• _TO DO_
1) Reproduce the logistic regression passage in full, word for word.
2) Write out the records from their first line through the line containing "[(459, 57)]", with both ends included.

• _GIVEN PASSAGE_
Math Of Intelligence : Logistic Regression

Here, we will be figuring out the math for a binary logistic classifier.

Logistic Regression is similar to Linear Regression but instead of a real valued output $y$ , it will be either 0 or 1 since we need to classify into one of 2 categories.

In the linear regression post, we have defined our hypothesis function as:

$\begin{equation} h_\theta(x) = \theta_0 + \theta_1x \end{equation}$

Now, we can also have multiple input features i.e $x_1, x_2, x_3...$ and so on, so in that case our hypothesis function becomes:

$\begin{equation} h_\theta(x) = \theta_0x_0 + \theta_1x_1 + \theta_2x_2 + \theta_1x_3 .... \end{equation}$

We have added $x_0=1$ with $\theta_0$ for simplification. Now, the hypothesis function can be expressed as a combination of just 2 vectors: $X=[x_0, x_1, x_2, x_3, ...]$ and $\theta = [\theta_0, \theta_1, \theta_2, ...]$

$\begin{equation} h_\theta(x) = \theta^TX \end{equation}$

Still, the output of this function will be a real value, so we’ll apply an activation function to convert the output to 0 or 1. We’ll use the sigmoid function $g(z)$ for this purpose. TODO: Explore other activation functions

\begin{equation} g(z) = \frac{1}{1+e^{-z}} \end{equation}

\begin{equation} h(X) = g(\theta^TX) = \frac{1}{1+e^{-\theta^TX}} \end{equation}

The most commonly used loss function for logistic regression is log-loss (or cross-entropy) TODO: Why log-loss? Explore other loss functions.

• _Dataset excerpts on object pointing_
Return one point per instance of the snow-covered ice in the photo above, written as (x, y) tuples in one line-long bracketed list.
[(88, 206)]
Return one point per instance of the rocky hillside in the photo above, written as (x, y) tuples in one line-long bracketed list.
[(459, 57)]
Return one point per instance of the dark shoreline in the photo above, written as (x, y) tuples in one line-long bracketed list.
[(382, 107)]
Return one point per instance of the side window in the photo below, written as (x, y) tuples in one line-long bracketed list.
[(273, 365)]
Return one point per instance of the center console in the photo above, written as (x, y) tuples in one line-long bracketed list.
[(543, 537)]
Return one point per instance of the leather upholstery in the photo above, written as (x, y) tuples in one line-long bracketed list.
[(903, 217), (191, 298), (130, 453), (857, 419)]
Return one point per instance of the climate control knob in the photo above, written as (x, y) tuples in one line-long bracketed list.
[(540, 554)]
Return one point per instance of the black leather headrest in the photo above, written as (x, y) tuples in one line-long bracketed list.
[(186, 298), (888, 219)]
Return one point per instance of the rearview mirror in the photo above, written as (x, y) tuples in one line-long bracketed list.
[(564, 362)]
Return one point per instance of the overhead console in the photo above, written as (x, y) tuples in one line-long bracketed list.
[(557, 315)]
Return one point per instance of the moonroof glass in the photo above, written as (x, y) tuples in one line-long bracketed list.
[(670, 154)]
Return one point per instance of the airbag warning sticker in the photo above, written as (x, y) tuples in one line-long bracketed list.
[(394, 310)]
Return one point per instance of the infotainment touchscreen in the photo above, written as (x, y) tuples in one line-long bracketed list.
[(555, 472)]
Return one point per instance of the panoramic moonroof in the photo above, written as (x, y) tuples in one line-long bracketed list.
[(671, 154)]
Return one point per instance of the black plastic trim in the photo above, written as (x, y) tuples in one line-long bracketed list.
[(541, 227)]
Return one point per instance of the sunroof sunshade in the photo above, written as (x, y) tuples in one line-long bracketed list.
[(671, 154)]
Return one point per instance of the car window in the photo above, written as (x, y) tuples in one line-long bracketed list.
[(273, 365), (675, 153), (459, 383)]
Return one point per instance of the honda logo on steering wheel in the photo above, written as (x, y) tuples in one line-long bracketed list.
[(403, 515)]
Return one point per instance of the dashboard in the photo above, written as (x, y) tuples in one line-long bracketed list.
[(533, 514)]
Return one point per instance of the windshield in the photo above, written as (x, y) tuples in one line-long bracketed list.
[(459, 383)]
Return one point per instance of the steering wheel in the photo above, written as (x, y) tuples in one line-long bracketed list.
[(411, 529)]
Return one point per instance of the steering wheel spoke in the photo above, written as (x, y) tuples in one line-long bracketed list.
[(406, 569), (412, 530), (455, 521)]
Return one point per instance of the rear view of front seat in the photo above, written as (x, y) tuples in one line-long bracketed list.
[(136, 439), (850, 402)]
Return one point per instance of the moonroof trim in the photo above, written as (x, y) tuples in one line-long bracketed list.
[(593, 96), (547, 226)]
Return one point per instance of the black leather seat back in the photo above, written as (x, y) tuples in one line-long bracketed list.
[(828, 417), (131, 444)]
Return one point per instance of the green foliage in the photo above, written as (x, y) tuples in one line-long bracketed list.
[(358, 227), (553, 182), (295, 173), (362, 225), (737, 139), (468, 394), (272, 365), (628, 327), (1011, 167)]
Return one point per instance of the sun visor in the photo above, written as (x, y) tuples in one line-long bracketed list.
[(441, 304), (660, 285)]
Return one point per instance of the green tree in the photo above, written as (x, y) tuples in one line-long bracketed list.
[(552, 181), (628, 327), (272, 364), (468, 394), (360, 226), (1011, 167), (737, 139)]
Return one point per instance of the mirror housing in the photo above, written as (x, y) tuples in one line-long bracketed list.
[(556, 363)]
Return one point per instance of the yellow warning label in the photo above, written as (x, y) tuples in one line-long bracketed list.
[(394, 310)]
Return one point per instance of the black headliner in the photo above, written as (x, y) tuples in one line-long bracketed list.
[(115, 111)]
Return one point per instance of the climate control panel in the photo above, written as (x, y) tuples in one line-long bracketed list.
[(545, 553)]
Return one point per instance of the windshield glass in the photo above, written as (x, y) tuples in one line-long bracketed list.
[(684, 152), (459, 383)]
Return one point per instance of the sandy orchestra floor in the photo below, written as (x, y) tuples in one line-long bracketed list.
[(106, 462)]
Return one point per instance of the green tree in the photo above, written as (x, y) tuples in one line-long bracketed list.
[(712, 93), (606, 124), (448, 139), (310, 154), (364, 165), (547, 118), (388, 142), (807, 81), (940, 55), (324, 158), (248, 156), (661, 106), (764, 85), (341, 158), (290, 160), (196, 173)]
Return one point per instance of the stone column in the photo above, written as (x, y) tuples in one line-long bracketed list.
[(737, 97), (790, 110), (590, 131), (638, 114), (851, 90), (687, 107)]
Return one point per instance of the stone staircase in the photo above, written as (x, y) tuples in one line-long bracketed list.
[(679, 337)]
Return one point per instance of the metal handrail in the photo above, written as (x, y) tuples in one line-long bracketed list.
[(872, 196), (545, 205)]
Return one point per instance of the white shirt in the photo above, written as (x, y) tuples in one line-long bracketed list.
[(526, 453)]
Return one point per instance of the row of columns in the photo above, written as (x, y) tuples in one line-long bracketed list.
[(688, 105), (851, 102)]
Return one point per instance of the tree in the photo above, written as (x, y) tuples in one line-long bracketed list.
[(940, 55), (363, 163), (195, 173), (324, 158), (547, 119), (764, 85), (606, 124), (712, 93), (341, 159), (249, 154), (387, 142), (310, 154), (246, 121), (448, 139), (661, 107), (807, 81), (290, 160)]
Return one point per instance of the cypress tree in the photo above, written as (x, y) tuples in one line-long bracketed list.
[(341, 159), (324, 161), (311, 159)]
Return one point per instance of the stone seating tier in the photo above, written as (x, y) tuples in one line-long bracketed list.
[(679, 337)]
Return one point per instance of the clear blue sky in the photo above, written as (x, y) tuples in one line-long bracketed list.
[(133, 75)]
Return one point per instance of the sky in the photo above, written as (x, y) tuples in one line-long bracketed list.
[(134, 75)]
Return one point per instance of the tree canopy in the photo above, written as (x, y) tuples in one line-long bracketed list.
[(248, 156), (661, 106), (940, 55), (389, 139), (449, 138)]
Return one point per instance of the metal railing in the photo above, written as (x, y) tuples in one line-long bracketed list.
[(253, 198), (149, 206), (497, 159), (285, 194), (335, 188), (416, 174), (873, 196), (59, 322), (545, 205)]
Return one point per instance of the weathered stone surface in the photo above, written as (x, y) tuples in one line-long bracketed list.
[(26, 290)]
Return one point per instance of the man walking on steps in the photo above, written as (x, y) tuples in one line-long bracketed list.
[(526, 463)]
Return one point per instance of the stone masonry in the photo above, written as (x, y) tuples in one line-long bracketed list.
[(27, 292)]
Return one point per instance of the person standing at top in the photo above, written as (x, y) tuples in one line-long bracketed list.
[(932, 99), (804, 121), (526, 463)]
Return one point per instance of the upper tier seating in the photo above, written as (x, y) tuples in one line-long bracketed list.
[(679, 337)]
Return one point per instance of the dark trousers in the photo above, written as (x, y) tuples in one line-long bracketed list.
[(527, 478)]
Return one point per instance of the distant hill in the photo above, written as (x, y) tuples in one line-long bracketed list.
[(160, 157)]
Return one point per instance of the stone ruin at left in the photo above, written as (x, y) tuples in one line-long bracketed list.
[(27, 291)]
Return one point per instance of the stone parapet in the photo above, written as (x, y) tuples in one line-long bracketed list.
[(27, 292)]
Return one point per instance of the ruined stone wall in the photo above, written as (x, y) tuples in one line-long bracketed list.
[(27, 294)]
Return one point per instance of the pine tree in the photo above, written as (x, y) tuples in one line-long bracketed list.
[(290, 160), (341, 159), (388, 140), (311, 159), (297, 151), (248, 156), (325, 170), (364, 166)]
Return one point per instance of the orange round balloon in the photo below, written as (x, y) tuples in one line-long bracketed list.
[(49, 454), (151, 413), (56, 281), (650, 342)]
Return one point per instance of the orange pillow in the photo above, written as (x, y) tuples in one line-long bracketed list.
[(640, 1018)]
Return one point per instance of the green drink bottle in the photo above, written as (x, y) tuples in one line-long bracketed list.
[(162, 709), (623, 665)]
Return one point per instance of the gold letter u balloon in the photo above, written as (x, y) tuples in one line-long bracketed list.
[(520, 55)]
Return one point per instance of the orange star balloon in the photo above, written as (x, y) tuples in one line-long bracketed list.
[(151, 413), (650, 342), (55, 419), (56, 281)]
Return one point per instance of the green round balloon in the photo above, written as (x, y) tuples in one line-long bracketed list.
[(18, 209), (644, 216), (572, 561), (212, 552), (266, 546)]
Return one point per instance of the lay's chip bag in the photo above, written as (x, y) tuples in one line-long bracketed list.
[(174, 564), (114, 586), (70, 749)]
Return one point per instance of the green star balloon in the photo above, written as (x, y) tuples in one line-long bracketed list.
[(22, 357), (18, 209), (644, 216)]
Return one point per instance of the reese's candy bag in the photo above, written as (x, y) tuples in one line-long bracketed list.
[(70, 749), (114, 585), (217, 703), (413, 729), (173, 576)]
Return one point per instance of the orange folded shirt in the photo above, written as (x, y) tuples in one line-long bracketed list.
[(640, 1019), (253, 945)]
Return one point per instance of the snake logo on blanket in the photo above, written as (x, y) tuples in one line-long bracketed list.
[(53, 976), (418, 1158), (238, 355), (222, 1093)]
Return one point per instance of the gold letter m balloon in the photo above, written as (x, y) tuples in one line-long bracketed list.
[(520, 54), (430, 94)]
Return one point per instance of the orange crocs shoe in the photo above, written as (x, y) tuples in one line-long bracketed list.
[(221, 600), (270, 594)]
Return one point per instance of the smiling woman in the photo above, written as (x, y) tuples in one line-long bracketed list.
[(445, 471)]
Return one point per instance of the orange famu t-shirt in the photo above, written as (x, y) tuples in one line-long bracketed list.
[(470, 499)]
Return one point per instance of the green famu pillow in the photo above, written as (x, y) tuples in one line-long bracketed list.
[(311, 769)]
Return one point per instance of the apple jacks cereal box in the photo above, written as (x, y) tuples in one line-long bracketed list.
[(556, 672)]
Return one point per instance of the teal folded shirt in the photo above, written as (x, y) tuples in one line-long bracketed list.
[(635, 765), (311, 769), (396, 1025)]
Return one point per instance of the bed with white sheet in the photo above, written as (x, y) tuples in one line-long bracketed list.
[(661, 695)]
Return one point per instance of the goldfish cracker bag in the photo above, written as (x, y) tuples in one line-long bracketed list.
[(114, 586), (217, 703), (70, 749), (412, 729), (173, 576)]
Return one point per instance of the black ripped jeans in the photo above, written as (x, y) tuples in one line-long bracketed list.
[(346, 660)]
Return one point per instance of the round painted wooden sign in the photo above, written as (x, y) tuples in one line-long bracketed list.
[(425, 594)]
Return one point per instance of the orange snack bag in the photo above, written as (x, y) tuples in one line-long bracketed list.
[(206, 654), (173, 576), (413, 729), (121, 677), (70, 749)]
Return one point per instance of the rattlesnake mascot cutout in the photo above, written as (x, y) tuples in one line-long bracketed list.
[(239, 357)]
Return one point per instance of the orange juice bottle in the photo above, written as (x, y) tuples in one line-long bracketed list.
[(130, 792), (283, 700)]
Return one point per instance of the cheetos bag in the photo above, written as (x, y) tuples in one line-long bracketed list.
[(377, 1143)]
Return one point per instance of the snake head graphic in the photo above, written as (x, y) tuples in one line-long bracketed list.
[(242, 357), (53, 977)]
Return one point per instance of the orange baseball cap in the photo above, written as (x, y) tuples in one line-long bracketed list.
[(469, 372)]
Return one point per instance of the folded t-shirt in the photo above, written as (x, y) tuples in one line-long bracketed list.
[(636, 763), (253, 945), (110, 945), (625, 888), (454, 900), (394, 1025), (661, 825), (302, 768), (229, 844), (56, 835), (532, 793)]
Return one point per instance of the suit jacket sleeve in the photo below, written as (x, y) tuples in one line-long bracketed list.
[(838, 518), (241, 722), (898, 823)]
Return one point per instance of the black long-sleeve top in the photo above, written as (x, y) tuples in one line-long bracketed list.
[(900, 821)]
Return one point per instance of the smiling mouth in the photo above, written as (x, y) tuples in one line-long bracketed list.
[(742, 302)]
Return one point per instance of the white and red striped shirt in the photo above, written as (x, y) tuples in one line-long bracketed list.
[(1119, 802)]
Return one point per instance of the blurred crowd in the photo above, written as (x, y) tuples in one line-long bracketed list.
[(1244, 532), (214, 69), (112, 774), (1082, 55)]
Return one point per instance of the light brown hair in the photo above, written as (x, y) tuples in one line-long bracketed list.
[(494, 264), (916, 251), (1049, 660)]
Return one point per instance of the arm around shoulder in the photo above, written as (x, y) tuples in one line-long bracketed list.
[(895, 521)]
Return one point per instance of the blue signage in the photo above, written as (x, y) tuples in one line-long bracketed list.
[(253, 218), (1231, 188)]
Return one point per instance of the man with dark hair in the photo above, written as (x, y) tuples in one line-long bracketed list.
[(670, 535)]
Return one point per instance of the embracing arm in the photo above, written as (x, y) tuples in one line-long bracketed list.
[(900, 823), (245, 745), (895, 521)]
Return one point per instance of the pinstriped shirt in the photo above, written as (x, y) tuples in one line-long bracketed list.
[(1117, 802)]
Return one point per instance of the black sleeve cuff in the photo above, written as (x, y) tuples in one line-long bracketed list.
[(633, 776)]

• _SOLUTIONS PER TASK_
1)
Math Of Intelligence : Logistic Regression

Here, we will be figuring out the math for a binary logistic classifier.

Logistic Regression is similar to Linear Regression but instead of a real valued output $y$ , it will be either 0 or 1 since we need to classify into one of 2 categories.

In the linear regression post, we have defined our hypothesis function as:

$\begin{equation} h_\theta(x) = \theta_0 + \theta_1x \end{equation}$

Now, we can also have multiple input features i.e $x_1, x_2, x_3...$ and so on, so in that case our hypothesis function becomes:

$\begin{equation} h_\theta(x) = \theta_0x_0 + \theta_1x_1 + \theta_2x_2 + \theta_1x_3 .... \end{equation}$

We have added $x_0=1$ with $\theta_0$ for simplification. Now, the hypothesis function can be expressed as a combination of just 2 vectors: $X=[x_0, x_1, x_2, x_3, ...]$ and $\theta = [\theta_0, \theta_1, \theta_2, ...]$

$\begin{equation} h_\theta(x) = \theta^TX \end{equation}$

Still, the output of this function will be a real value, so we’ll apply an activation function to convert the output to 0 or 1. We’ll use the sigmoid function $g(z)$ for this purpose. TODO: Explore other activation functions

\begin{equation} g(z) = \frac{1}{1+e^{-z}} \end{equation}

\begin{equation} h(X) = g(\theta^TX) = \frac{1}{1+e^{-\theta^TX}} \end{equation}

The most commonly used loss function for logistic regression is log-loss (or cross-entropy) TODO: Why log-loss? Explore other loss functions.

2)
Return one point per instance of the snow-covered ice in the photo above, written as (x, y) tuples in one line-long bracketed list.
[(88, 206)]
Return one point per instance of the rocky hillside in the photo above, written as (x, y) tuples in one line-long bracketed list.
[(459, 57)]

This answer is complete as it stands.